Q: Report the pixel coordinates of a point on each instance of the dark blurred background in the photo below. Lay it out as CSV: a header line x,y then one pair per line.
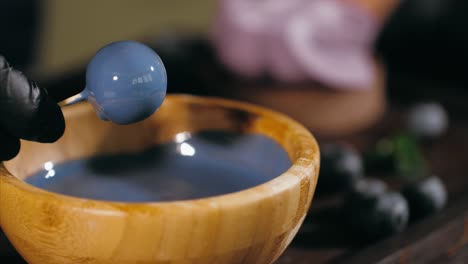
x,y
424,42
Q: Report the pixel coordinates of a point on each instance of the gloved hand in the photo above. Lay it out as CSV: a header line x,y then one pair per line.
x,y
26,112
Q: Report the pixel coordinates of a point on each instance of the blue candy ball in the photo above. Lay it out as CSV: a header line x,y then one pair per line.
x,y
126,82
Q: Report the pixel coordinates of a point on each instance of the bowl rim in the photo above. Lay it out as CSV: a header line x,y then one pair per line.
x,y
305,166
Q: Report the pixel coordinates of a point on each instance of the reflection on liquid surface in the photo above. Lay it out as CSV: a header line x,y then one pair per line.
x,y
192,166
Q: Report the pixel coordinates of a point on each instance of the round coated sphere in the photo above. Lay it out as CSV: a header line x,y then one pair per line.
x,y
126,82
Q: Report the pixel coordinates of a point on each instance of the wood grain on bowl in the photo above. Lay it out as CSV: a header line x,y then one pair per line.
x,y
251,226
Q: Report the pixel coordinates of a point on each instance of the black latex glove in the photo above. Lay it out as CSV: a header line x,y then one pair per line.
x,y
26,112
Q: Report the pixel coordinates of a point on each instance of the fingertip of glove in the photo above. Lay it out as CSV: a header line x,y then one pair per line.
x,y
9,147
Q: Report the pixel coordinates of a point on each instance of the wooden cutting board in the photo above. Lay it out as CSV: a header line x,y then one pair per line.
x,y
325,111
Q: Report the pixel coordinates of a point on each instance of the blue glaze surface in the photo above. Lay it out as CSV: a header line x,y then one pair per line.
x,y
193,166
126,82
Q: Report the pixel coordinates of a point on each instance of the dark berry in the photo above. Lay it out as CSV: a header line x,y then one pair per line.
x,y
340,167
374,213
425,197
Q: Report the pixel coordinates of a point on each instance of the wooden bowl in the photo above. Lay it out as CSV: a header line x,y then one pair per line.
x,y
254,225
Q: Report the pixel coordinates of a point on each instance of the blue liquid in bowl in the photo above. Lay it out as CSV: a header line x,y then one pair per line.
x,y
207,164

Brief
Rewrite all the rows above, changing every "pixel coordinates" to "image coordinates" and keeping everything else the same. Omit the pictures.

Solution
Q: Report the image coordinates of a point on each instance of the dark blurred background in the photo below. Lay it out as CSV: a header line x,y then one pair per line.
x,y
424,42
Q: Report the image coordinates of a point on each instance of the gloved hand in the photo above. Lay it out as CSV: a header line x,y then one pair per line.
x,y
26,112
Q: Report the image coordinates of a point on each instance of the blue candy ball in the photo above. Lay it out as CSV: a header line x,y then one pair per line.
x,y
126,82
Q: Report the image coordinates of a point on each instance of the bowl rim in the photo above. Lay it out as CSV: a header line x,y then one pair per line.
x,y
305,166
Q: Report the image coordinates of a point on each instance of the reflection on liquid surface in the photo above. Lay it out as CSV: a header line x,y then one pair per line.
x,y
192,166
Q: Report the image coordinates of a point on each instance of the round coated sphere in the photo above. Lay it out as CSV: a header line x,y then one pair per line.
x,y
126,82
Q: Report the image coordinates of a point on each instance of the wood grain on bowl in the photo above. Lay it out as CSV: a header line x,y then one pair per line.
x,y
251,226
Q: Report the image coordinates of a point on each instance of the black latex glove in the photo above. Lay it out as CSV: a header line x,y then one pair per line.
x,y
26,112
Q: Report the image coordinates of a point on each instance of the fingertip of glove in the photo above. Lay it out as CSV: a header line x,y then one pair per line.
x,y
9,147
Q: Report the image coordinates of a point on each instance of the wooden cutting board in the photo above. Lay it out as CSV: a header line x,y then one pair per line.
x,y
325,111
Q: Report the image coordinates of a point on each instance of the blue glaze surface in the photo above. Lay it out as CSV: a header line x,y then one pair per line.
x,y
193,166
126,82
Q: Report the image coordinates of a point on each instance of the dark berry in the photo above. Lay it out as CSV: a header line x,y then one pair per line.
x,y
340,167
374,213
425,197
Q: Report the image coordinates of a point on each instance of the wooden bowl in the photo above. Lay it out as CSV: a header line x,y then one pair per line.
x,y
254,225
Q: Report the image coordinates of a point on each instance of the blue liquid in bowl in the photo above. Lay it out as CSV: a header line x,y then one pair per line.
x,y
207,164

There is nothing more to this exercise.